Stored entries ▸
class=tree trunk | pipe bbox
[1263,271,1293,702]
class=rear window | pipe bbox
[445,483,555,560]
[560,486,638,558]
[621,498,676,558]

Stated problem ▸
Rewrite the data above as a two-column CSV with the headers input and output, one row per input-output pair. Put each field in quotes and replace any line breaks with spaces.

The answer ▸
input,output
"class=tree trunk | pipe bbox","[1263,271,1293,702]"
"class=rear window | pipe bbox","[445,483,555,560] [560,486,638,558] [621,498,676,558]"